**Exercise prompt**
Repeat the records below word for word, but start at the line that contains "For this drill the class indicates the person wearing", stop after the last line, and include nothing else.

start Material provided

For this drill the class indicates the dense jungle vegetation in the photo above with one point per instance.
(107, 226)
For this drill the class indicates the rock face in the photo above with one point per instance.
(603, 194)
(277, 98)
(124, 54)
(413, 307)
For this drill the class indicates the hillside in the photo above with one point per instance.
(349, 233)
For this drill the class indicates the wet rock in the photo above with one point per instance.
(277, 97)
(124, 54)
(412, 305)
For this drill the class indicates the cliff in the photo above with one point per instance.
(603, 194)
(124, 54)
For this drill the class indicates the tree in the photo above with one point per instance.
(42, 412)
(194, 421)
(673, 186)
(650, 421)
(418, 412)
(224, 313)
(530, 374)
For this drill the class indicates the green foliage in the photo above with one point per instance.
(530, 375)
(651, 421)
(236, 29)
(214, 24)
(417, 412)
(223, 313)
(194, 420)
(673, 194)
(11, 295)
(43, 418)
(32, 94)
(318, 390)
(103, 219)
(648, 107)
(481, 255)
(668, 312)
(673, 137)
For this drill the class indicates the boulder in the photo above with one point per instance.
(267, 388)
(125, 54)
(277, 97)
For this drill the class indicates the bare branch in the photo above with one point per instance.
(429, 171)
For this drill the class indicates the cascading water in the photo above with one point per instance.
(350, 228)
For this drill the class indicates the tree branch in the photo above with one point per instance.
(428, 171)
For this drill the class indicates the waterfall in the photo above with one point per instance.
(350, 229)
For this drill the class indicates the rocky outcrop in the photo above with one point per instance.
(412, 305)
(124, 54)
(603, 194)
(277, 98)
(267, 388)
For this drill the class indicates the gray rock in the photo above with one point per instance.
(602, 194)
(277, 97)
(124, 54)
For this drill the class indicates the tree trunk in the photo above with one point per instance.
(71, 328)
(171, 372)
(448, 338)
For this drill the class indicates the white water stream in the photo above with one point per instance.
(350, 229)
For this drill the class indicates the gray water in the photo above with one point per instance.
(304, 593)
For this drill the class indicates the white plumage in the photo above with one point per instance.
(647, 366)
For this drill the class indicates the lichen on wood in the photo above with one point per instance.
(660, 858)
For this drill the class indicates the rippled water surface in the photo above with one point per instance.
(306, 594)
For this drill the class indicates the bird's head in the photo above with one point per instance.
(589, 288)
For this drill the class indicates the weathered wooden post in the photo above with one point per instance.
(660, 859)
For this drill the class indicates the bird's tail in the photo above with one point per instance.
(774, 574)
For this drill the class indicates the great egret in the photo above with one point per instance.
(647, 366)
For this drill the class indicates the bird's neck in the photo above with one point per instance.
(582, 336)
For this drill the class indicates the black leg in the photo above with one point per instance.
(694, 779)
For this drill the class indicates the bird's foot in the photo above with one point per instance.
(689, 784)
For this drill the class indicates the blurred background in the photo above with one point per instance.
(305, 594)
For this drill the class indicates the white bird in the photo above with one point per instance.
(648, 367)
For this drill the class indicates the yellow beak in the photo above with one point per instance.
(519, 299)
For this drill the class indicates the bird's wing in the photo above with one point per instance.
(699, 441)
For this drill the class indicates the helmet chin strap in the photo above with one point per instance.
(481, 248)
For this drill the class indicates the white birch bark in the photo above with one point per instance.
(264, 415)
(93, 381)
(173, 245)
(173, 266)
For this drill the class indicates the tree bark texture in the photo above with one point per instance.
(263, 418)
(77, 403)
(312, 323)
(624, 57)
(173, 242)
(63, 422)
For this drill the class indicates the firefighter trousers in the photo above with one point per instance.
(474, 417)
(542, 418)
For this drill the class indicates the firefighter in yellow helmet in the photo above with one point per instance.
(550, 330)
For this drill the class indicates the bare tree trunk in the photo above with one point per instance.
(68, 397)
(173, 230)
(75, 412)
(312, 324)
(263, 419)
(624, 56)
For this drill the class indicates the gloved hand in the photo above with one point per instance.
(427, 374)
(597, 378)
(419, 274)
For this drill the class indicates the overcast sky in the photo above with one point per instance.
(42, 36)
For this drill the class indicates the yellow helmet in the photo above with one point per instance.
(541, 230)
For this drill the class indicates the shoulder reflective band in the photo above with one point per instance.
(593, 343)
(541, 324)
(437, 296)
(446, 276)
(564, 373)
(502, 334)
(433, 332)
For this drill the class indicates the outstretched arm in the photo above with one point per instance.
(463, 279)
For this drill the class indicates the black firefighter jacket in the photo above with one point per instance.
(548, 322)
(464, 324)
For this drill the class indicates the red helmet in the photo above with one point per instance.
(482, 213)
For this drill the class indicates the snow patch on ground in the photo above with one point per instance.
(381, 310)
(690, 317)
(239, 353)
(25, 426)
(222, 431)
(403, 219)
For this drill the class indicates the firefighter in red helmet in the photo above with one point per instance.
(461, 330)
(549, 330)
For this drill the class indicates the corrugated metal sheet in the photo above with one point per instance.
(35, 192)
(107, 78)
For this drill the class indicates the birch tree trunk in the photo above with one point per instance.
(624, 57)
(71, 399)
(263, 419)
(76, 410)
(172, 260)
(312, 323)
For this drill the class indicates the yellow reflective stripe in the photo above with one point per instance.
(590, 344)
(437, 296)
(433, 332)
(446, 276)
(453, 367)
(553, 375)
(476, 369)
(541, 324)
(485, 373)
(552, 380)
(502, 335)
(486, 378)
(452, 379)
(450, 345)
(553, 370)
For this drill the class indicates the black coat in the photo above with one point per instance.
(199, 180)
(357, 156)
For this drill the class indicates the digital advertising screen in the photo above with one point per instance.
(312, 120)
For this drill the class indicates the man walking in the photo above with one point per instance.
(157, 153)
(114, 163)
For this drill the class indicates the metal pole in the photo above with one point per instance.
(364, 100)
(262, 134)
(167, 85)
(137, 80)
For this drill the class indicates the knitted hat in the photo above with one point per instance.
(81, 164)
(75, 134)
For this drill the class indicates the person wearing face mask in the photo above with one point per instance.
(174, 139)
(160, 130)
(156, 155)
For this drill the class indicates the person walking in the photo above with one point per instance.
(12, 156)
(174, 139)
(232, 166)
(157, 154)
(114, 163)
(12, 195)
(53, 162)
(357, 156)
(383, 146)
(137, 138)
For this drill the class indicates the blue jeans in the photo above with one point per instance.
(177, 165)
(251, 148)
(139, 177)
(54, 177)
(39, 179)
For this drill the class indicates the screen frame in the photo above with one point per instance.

end Material provided

**Response**
For this drill the class indicates the person wearing face mask in the photo above with one point per instance.
(174, 139)
(160, 130)
(156, 155)
For this drill the class indicates the person walking in the photo above with one point per instance.
(12, 156)
(174, 139)
(232, 166)
(157, 154)
(114, 163)
(12, 195)
(53, 162)
(357, 156)
(383, 146)
(137, 138)
For this drill the class indicates the blue jeans in the photo above with one point per instance.
(177, 165)
(251, 148)
(139, 177)
(54, 177)
(39, 179)
For this drill the class indicates the screen frame in the photo above with one point per instance.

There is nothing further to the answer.